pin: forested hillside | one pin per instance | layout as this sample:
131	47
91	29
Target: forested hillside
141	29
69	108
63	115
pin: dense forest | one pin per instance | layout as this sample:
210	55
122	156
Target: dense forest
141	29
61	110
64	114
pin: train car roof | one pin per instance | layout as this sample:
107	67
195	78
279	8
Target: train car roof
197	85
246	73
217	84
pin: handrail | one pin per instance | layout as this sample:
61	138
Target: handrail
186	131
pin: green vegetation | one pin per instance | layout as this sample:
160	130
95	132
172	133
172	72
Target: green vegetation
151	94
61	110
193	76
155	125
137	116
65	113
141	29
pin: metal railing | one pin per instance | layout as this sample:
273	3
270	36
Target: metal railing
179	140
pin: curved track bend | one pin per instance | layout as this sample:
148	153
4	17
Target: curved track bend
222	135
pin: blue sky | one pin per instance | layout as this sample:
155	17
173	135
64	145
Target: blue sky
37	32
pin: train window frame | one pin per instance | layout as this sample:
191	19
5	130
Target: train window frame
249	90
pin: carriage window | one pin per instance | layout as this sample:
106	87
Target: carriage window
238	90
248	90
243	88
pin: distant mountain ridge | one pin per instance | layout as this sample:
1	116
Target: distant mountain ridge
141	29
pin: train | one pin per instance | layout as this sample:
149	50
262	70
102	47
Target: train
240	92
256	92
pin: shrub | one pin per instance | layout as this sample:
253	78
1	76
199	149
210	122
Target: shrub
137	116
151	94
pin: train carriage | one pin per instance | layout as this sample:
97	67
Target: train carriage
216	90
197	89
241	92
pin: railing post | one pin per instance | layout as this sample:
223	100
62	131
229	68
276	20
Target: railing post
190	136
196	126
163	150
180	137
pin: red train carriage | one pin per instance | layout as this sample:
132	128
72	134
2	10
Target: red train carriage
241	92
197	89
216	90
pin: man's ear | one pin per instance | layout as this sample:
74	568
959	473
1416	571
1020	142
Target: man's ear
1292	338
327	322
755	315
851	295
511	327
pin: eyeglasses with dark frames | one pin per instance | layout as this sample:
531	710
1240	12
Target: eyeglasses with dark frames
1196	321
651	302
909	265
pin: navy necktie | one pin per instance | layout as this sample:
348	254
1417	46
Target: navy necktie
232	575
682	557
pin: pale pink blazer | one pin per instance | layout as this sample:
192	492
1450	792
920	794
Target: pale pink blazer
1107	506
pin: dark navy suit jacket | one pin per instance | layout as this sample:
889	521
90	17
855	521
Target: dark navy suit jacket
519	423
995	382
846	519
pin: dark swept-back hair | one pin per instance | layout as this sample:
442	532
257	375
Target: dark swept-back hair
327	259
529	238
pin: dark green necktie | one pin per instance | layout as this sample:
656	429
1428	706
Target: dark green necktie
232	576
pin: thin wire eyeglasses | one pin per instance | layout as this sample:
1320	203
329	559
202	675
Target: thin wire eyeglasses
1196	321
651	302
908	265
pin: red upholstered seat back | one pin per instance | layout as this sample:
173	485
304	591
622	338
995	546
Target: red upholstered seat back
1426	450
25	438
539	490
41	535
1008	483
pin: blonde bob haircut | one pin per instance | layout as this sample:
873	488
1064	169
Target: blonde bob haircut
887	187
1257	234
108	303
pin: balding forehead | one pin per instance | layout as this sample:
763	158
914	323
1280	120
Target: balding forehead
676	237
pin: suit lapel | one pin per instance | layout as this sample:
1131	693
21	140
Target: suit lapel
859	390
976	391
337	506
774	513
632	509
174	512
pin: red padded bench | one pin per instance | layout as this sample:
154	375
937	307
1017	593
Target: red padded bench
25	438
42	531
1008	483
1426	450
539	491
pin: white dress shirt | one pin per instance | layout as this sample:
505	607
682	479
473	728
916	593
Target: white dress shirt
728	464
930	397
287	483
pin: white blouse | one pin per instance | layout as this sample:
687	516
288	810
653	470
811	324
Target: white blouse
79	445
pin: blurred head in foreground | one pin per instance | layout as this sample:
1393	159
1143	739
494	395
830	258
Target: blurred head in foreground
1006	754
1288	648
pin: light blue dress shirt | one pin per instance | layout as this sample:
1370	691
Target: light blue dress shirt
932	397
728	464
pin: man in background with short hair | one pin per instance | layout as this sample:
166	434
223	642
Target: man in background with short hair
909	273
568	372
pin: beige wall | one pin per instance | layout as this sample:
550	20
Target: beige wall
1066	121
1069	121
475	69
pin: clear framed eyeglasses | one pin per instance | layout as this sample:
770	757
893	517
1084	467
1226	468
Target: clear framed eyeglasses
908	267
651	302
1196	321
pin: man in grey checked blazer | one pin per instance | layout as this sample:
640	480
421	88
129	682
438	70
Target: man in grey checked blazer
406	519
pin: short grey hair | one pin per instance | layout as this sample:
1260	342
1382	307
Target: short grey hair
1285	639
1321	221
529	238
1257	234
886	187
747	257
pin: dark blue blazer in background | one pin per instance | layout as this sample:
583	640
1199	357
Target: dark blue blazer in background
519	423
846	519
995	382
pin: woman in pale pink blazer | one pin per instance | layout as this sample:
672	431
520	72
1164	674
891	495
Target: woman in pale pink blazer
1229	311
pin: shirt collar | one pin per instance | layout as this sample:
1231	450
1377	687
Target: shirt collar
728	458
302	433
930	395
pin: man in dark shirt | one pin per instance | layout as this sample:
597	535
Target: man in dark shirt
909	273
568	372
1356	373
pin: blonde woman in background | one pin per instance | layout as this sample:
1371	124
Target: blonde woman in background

=== Challenge ===
Rescale the part of the data that opens with the line containing "pin: beige wall" and runs through the end of the data, reproducing every line in it and leaving all other text unchanged. Multiply only the coordinates listed under each "Target:" line by 1.95, rounding each result to the nearest whole number with halves rounded up.

=== Written answer ===
pin: beige wall | one pin per instance | layout as this sample:
550	20
Target: beige wall
2079	236
2085	236
926	135
pin: clear framed eyeglasses | one pin per instance | layout as this sample:
770	757
893	517
1084	467
1226	468
Target: clear framed eyeglasses
1771	521
1269	589
2332	626
pin: man in grey checked blazer | one pin per instance | layout as this sample:
640	480
421	88
129	682
438	70
Target: man in grey checked blazer
792	1012
pin: short grey hair | one pin per instance | layout as this sample:
1260	342
1382	307
Target: short grey hair
2506	1246
2576	431
1032	464
2451	456
1728	365
1457	501
pin: dark blue blazer in background | one pin per instance | layout as this sample:
583	640
1199	357
Target: dark blue blazer in background
1012	825
1650	1012
1940	745
pin: woman in pale pink blazer | one pin per instance | layout as this sample:
672	431
520	72
1164	674
891	495
Target: woman in pale pink blazer
2397	606
pin: shirt collar | one pin per instance | layout as this sample:
1231	450
1377	687
Target: shirt collar
1420	893
589	844
1814	770
pin: man in dark shirt | one pin per instance | layout as this sample:
597	535
Target: man in dark shirt
1773	532
1108	725
2644	727
pin: blonde woman in background | one pin per instance | layout as this sample:
1371	124
Target: blonde woman in background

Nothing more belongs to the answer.